■ EXERCISE BRIEF ■
The records below must be output exactly, without pictures.

-------- AVAILABLE DATA --------

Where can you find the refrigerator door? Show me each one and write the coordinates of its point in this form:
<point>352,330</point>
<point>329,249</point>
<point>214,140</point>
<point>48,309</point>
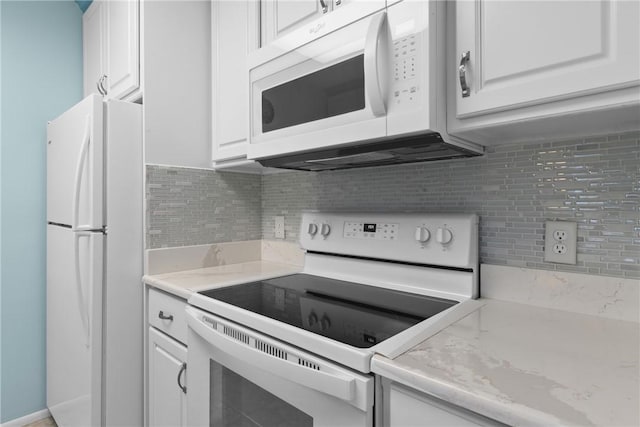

--------

■ TASK RESULT ■
Where can you find the refrigerator door? Show me each one and write the coordinates of its point in this form:
<point>352,330</point>
<point>329,249</point>
<point>214,140</point>
<point>48,309</point>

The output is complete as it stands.